• DA SVOLGERE:
Sposti di 67 ogni coordinata delle risposte nelle righe dei dati, iniziando dalla riga che contiene "Exercise. Pick out the silver" e proseguendo fino alla riga che contiene "<point>189,180</point>", entrambe incluse. Riscriva per intero soltanto queste righe, lasciando invariato tutto il resto.

Righe del dataset sulla posizione degli oggetti
———

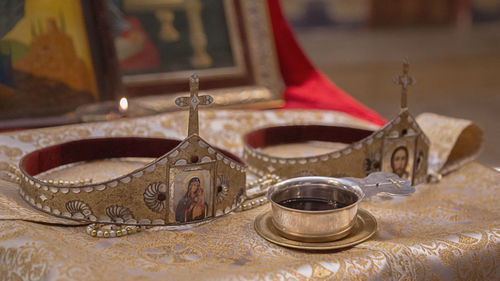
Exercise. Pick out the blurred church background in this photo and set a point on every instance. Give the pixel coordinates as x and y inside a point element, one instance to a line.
<point>453,47</point>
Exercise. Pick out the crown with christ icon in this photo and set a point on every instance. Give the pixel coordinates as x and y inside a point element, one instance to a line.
<point>399,147</point>
<point>190,181</point>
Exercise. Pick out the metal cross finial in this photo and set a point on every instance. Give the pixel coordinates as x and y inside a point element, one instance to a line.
<point>405,81</point>
<point>192,102</point>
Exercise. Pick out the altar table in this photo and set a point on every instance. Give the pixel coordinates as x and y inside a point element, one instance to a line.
<point>448,230</point>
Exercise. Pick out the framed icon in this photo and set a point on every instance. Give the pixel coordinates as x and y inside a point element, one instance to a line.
<point>398,156</point>
<point>191,190</point>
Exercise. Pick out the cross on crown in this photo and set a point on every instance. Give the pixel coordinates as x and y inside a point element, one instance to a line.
<point>192,102</point>
<point>404,80</point>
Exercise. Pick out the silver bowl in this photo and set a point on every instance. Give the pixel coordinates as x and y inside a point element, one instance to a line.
<point>314,209</point>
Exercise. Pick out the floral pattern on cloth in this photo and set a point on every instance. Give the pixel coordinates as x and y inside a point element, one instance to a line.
<point>444,231</point>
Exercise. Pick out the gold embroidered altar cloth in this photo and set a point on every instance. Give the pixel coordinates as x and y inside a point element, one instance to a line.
<point>445,231</point>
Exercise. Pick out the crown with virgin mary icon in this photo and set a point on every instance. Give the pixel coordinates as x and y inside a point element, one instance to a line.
<point>400,147</point>
<point>189,180</point>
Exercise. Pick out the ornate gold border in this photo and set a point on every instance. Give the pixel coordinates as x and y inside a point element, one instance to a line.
<point>265,93</point>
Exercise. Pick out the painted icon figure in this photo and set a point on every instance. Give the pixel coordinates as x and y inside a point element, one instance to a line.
<point>192,206</point>
<point>399,162</point>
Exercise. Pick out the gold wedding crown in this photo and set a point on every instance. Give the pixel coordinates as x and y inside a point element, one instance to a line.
<point>399,147</point>
<point>192,182</point>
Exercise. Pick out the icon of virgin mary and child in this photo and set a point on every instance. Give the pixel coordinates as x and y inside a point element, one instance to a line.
<point>192,206</point>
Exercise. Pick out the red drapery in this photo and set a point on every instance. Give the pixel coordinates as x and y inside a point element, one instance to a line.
<point>307,87</point>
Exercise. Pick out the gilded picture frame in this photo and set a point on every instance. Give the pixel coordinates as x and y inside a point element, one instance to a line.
<point>398,156</point>
<point>250,78</point>
<point>54,57</point>
<point>191,192</point>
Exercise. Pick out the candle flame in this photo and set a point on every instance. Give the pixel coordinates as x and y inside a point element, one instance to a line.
<point>123,104</point>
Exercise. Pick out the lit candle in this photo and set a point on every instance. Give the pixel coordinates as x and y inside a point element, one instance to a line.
<point>123,106</point>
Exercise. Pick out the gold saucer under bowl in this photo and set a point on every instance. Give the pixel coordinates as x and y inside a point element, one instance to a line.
<point>364,228</point>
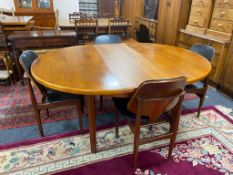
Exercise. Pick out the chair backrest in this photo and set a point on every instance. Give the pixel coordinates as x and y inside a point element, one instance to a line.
<point>107,39</point>
<point>156,97</point>
<point>26,59</point>
<point>77,15</point>
<point>56,26</point>
<point>204,50</point>
<point>118,25</point>
<point>3,43</point>
<point>143,34</point>
<point>87,25</point>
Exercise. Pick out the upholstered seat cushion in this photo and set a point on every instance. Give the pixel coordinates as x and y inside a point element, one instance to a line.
<point>55,96</point>
<point>4,74</point>
<point>121,105</point>
<point>191,86</point>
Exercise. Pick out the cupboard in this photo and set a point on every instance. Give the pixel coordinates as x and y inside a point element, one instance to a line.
<point>41,10</point>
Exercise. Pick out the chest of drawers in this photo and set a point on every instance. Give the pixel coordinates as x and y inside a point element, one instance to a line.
<point>200,15</point>
<point>222,18</point>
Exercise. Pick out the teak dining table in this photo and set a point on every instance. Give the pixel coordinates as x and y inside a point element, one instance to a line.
<point>114,69</point>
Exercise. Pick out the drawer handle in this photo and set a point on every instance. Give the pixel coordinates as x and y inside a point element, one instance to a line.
<point>223,13</point>
<point>195,21</point>
<point>199,11</point>
<point>201,1</point>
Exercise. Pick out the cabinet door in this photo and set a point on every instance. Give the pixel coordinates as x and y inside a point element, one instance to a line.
<point>106,8</point>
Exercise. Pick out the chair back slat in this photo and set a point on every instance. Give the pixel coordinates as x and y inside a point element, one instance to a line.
<point>107,39</point>
<point>206,51</point>
<point>3,43</point>
<point>26,59</point>
<point>157,97</point>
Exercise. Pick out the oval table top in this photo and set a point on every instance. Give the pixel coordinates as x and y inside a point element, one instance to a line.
<point>113,69</point>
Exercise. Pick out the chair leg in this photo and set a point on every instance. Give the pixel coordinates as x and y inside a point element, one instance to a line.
<point>117,116</point>
<point>101,102</point>
<point>38,120</point>
<point>47,113</point>
<point>202,99</point>
<point>136,142</point>
<point>80,117</point>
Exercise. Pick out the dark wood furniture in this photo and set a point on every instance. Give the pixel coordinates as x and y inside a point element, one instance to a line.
<point>152,99</point>
<point>208,52</point>
<point>114,69</point>
<point>41,10</point>
<point>106,8</point>
<point>21,40</point>
<point>12,23</point>
<point>50,98</point>
<point>118,25</point>
<point>86,26</point>
<point>77,15</point>
<point>103,25</point>
<point>6,70</point>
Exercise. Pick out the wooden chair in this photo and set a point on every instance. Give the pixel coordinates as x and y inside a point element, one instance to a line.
<point>7,72</point>
<point>119,26</point>
<point>207,52</point>
<point>107,39</point>
<point>50,98</point>
<point>152,99</point>
<point>77,15</point>
<point>56,26</point>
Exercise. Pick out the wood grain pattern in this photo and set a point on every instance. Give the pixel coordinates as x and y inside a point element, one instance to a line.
<point>14,20</point>
<point>115,68</point>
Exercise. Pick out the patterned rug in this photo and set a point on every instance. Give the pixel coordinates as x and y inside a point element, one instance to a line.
<point>16,109</point>
<point>204,146</point>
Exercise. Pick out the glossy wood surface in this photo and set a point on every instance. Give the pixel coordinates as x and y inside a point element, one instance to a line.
<point>15,20</point>
<point>115,68</point>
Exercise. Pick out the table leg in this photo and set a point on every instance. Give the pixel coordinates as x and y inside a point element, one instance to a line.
<point>92,121</point>
<point>15,56</point>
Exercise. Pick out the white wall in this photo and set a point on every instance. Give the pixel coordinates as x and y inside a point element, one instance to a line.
<point>64,6</point>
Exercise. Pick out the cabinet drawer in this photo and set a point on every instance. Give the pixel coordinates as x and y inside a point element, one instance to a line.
<point>196,21</point>
<point>224,3</point>
<point>222,13</point>
<point>221,25</point>
<point>152,25</point>
<point>201,3</point>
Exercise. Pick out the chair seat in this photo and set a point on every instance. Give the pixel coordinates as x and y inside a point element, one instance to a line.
<point>56,96</point>
<point>121,105</point>
<point>191,86</point>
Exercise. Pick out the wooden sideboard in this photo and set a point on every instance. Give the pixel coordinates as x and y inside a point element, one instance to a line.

———

• COMPITO SVOLTO:
Exercise. Pick out the silver bowl in this photo and set a point on every instance. Give the pixel coordinates as x and y inside a point element, one instance to a line.
<point>381,276</point>
Exercise. Pick out the floral pattern on cloth in this photo and set a point on every instance. Give the pixel coordinates as x and y inside a point element, one instance to a line.
<point>511,298</point>
Exercise. Pick out the gold embroidered altar cloth in this photo and set a point on every instance. Give the pixel coordinates as x and y inside a point element, one instance to a line.
<point>512,298</point>
Exercise. Pick out the crown with virgin mary icon in this photo and set a point on every instance. Give the pixel coordinates as x and y inside a point element, one instance to a line.
<point>467,214</point>
<point>256,247</point>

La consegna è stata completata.